WHAT THE TASK ASKS: Exact repetition is required: output every record in full.

Dataset entries
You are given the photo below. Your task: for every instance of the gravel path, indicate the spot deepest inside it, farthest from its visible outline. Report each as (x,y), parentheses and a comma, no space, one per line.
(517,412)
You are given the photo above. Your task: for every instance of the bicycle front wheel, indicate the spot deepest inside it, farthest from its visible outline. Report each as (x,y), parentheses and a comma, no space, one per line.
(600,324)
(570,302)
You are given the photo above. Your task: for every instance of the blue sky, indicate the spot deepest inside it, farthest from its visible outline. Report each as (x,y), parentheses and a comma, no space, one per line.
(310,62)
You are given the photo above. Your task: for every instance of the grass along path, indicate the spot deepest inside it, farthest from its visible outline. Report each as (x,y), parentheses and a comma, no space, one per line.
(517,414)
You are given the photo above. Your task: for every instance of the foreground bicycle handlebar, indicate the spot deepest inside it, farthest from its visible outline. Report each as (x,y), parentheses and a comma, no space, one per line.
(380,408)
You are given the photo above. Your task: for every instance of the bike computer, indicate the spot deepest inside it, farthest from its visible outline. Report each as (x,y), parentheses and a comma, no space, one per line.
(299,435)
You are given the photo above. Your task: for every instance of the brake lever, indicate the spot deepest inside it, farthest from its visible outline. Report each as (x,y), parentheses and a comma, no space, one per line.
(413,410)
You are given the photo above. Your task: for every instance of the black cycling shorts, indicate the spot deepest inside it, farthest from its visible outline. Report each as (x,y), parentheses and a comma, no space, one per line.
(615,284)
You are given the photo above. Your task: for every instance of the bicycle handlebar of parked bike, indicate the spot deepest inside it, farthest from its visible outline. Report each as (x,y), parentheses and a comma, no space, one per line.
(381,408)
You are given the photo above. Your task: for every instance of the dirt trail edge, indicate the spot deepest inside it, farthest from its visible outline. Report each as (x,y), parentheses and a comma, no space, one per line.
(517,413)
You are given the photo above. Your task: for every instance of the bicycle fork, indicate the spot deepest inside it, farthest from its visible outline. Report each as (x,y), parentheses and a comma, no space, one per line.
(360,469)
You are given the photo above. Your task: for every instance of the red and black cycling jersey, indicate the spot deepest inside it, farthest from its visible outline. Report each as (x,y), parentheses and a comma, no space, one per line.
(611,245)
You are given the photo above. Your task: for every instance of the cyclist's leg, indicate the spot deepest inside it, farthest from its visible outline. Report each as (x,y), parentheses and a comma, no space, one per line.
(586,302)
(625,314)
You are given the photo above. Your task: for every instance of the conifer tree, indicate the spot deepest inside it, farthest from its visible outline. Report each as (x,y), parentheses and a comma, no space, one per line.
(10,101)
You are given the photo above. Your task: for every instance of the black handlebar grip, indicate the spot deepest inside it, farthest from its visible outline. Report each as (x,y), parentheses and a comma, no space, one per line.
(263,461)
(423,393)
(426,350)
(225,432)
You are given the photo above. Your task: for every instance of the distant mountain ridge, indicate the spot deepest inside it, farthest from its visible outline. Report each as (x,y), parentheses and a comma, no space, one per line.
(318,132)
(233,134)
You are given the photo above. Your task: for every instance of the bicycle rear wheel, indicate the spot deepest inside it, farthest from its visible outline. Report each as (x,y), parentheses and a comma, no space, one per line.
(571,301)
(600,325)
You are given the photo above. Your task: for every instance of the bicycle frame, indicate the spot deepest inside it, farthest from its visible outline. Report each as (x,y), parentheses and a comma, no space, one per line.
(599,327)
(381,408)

ANSWER:
You are given the photo below. Your task: for every instance of the gravel path, indicate the spot deepest inside it, farthest from its visible outline. Report each as (x,y), parentheses and a comma, no space, one per line.
(517,412)
You are given the photo above. Your task: for every instance of the bicycle front wheel, indicate the spot deepest inside it, farthest from its visible outline. Report each as (x,y), parentheses and a comma, no space, one per line.
(600,324)
(570,302)
You are given the photo above. Your task: for every instance of the blue sky, indicate the spot deepest inside it, farthest from its visible outline. Report each as (x,y), parentheses and a comma, no space, one per line.
(310,62)
You are given the photo above. Your task: for every instance of the grass along path, indicate the spot deepest inside it, farthest from its visible outline. Report each as (x,y), parentheses and a comma, no space, one per line.
(517,414)
You are given the photo above. Your task: for every instance of the foreground bicycle handlebar, indicate the spot deepest inside it, farthest from its visible outline. Report each as (x,y), parentheses and a comma, no space, one per line.
(380,408)
You are given the photo above. Your task: for every instance of the bike computer, indicate the spot deepest inside it, farthest from its visible outline. Report each as (x,y), parentheses and a comma, no space, one per line.
(299,435)
You are given the photo above. Your task: for every instance of the brake lever, indicate the spot deepest inside it, farthest from its visible outline. Report each as (x,y), parentheses and a comma, no space, one per line.
(413,410)
You are given the photo above. Your task: for every instance of the black cycling shorts, indicate the spot deepest inside it, farthest from its visible outline. Report each as (x,y), parentheses and a comma, no space, one per line.
(615,284)
You are given the photo above. Your task: for every instance of the bicycle handlebar of parked bike, indicate the spot deepest inside it, farthest from its visible outline. Report each as (x,y), parentheses and a comma, no space, one per line.
(381,408)
You are given the photo above. Your task: for every instance of the dirt trail edge, indicate the spot deepest inside it, farthest from its visible outline. Report each as (x,y), parentheses and a comma, no space, one per line.
(517,413)
You are given the photo above. Your task: for every instance of the bicycle fork, indicate the spot deepest inside it, farthest from its visible outline. Report each as (x,y), parentheses and a comma, no space, one per line.
(360,469)
You are given the photo above. Your task: for every instance of the red and black cycling jersey, indicate the spot deepest inside it, farthest from its visible outline. Report each as (x,y), parentheses and a comma, no space, one per line.
(611,245)
You are given the photo above. Your task: for every instance of the cyclist's leg, indicate the spot deepest inside it, farthest from its visible outline. Report each as (x,y), parentheses and a comma, no space, one per line.
(586,302)
(625,314)
You are given the photo above. Your task: for every instance of the conifer tree, indicate the spot deepest inside it, farthest from its visible outline. Report each as (x,y), parentheses and a comma, no space, one per line.
(10,101)
You are given the photo above. Your task: for every instance of the black handlebar grip, indicate the spot deepest inside it, farthest from its visible outline. Report each as (x,y), parentheses and a comma, no space, one per line.
(263,461)
(423,393)
(426,350)
(225,432)
You are given the photo above. Your task: for every instance of the distant mountain ridge, indicate the spot deepest inside it, farthest from its visible outline. Report each as (x,y), parentheses and a comma, no space, one per line.
(318,132)
(233,134)
You are given the photo above. Your task: for every instance of the bicycle rear wheel, indicate the spot deepest inside it, farthest from its visible outline. Report each as (x,y), parentheses and a comma, no space, one per line.
(571,301)
(600,325)
You are given the photo above. Your task: for every instance of the bicycle frame, indicate the spot deepest inside it, farthest from its visible outline. Report each as (x,y), parentheses and a comma, no space, one per line.
(599,327)
(381,408)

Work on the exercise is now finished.